Dataset records
• • • • •
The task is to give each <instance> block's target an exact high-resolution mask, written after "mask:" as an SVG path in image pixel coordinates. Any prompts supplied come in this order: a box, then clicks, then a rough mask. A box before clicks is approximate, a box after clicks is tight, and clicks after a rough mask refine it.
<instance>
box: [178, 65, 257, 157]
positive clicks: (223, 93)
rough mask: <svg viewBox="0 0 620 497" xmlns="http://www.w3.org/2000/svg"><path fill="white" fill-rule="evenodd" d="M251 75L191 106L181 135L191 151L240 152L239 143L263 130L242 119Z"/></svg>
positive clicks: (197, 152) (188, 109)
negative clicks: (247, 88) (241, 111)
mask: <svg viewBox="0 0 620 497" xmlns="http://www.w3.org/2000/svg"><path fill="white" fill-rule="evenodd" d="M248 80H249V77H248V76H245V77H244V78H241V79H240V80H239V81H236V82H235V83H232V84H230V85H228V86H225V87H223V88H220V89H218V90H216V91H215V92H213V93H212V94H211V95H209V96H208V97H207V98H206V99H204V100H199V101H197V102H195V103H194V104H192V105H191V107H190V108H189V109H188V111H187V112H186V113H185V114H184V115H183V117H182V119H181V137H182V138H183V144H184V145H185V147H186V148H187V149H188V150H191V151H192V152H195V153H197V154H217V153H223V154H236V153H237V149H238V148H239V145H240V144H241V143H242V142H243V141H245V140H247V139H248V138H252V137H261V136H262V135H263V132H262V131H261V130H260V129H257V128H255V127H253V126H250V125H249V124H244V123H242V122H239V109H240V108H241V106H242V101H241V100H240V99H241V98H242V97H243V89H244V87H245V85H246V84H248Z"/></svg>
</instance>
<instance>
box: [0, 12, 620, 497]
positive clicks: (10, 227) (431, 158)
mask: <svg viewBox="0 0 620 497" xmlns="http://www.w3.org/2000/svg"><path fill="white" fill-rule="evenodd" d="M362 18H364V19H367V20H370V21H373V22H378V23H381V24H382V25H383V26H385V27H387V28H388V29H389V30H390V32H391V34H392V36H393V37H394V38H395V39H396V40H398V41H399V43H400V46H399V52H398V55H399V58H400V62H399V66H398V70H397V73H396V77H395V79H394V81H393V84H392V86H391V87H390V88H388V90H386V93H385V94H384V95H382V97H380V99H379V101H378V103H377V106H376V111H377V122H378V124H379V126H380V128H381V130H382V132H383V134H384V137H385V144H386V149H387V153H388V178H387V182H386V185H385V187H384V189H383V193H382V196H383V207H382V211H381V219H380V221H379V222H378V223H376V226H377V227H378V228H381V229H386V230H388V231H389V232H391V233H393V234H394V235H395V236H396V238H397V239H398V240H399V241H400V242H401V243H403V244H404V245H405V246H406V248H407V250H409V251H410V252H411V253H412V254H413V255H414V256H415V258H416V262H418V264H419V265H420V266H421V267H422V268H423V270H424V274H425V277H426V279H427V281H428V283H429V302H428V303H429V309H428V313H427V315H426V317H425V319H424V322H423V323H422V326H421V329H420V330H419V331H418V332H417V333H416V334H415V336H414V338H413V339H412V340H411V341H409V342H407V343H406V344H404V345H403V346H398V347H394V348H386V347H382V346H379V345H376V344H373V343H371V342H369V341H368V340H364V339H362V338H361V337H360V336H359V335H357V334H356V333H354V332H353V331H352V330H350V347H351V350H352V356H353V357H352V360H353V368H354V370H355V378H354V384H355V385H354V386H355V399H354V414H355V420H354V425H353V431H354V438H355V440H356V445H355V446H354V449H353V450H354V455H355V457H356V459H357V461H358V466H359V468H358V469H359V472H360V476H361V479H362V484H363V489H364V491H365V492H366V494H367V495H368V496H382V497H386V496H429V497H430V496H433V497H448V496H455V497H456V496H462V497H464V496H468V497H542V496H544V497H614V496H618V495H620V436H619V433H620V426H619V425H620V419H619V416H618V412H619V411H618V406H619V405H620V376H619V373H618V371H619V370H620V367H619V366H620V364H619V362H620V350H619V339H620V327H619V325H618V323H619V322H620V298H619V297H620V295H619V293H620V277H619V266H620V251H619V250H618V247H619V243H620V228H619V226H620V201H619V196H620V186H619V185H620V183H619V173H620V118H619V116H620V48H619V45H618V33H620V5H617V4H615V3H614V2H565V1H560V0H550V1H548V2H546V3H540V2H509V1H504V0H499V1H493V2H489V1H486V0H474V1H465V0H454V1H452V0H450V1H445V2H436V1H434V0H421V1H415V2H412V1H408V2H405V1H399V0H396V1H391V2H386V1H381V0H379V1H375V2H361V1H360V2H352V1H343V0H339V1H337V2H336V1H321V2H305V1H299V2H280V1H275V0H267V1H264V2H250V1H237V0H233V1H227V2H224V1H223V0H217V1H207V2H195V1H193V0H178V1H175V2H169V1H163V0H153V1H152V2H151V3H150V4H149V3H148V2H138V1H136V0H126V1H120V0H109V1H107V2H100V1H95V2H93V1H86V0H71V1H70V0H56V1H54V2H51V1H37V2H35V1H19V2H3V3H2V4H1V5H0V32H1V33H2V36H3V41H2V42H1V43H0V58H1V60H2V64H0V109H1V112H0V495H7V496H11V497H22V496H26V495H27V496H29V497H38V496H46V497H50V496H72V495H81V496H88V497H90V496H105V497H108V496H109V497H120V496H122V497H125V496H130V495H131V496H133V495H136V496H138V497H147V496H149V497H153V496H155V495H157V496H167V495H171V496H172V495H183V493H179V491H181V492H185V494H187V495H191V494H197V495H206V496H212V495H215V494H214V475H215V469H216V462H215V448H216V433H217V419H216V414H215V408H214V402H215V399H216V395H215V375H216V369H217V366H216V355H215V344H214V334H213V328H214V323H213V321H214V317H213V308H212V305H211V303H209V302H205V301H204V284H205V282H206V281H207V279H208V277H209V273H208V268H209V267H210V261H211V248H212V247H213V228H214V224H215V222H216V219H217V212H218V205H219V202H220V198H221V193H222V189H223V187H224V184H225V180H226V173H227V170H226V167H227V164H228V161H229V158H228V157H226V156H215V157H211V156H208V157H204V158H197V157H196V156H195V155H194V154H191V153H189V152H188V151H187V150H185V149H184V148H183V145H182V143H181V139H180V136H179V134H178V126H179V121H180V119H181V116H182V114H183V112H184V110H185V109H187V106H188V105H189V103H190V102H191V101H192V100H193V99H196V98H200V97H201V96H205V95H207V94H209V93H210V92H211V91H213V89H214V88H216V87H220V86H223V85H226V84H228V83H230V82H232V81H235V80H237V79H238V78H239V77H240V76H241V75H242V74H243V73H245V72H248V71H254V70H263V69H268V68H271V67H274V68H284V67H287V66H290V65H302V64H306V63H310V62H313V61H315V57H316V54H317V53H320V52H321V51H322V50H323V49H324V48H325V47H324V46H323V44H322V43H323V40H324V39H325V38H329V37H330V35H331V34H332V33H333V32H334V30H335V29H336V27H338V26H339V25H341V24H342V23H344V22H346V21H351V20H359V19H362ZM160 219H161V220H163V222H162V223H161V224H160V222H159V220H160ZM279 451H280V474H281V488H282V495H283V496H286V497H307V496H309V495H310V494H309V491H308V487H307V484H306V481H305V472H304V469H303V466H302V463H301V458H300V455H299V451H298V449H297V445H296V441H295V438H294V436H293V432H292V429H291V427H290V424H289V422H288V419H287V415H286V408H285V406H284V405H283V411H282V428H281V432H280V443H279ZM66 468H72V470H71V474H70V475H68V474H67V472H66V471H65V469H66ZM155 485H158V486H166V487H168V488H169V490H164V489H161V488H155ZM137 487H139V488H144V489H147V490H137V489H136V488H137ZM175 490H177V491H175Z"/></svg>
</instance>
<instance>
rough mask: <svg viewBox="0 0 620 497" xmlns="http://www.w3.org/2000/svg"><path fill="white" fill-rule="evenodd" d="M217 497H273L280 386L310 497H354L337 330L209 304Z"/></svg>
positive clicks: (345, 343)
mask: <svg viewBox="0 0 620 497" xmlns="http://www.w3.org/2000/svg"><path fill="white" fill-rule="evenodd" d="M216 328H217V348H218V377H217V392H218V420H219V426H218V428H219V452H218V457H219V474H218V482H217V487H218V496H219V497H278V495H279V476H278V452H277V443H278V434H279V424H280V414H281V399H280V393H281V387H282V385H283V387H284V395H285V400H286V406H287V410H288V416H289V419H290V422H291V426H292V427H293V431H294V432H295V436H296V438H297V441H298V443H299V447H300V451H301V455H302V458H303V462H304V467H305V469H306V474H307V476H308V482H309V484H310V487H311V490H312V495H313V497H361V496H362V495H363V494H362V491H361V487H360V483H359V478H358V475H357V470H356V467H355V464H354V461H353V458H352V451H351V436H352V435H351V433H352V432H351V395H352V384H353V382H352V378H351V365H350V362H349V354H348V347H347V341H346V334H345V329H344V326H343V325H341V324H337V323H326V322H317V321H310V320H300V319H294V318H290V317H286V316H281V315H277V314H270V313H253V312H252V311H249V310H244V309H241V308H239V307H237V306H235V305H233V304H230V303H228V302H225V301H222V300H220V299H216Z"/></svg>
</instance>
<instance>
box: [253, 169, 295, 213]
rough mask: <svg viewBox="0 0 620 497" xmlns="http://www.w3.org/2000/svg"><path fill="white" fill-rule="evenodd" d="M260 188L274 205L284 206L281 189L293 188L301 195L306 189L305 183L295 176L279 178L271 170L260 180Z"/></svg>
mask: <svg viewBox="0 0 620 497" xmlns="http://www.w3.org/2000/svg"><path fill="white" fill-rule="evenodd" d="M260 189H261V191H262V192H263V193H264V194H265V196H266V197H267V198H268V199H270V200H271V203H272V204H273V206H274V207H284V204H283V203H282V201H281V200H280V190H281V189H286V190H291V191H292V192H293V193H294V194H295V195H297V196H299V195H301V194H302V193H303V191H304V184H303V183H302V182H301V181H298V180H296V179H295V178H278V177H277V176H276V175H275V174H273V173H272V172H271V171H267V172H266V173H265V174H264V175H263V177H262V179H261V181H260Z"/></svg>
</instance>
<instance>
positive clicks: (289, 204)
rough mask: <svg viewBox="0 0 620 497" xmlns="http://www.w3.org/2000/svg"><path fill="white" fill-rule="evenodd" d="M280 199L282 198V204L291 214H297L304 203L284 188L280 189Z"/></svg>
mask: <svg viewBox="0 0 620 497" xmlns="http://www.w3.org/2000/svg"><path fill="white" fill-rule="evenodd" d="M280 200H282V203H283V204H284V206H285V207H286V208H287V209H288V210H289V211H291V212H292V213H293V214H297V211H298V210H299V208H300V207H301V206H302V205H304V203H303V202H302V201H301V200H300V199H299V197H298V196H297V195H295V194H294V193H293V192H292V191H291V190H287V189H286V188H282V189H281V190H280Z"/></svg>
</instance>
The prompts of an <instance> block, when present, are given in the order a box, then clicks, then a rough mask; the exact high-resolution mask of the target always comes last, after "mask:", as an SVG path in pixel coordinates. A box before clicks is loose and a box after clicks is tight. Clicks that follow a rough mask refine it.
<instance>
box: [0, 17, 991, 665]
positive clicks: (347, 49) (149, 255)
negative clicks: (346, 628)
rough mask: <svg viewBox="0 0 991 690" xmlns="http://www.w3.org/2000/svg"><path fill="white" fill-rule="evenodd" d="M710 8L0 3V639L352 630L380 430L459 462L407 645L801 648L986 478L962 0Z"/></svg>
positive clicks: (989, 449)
• • • • •
WHAT IS EXPECTED: Return every line of the records above that contains the string "resolution", copying each one in full.

SOLUTION BELOW:
The task is to give each <instance> block's target an exact high-resolution mask, written after "mask:" as an SVG path in image pixel coordinates. Any prompts supplied come in this order: a box, then clicks, then a rough mask. A box before clicks is approximate, a box after clicks is tight, and clicks after a rough mask refine it.
The prompts of an <instance> block, when present, are given in the order a box, then clicks, then a rough mask; the exact high-resolution mask of the target always comes last, after "mask:", as an SVG path in pixel coordinates. A box before clicks is loose and a box after clicks is tight. Clicks that follow a rough mask refine it.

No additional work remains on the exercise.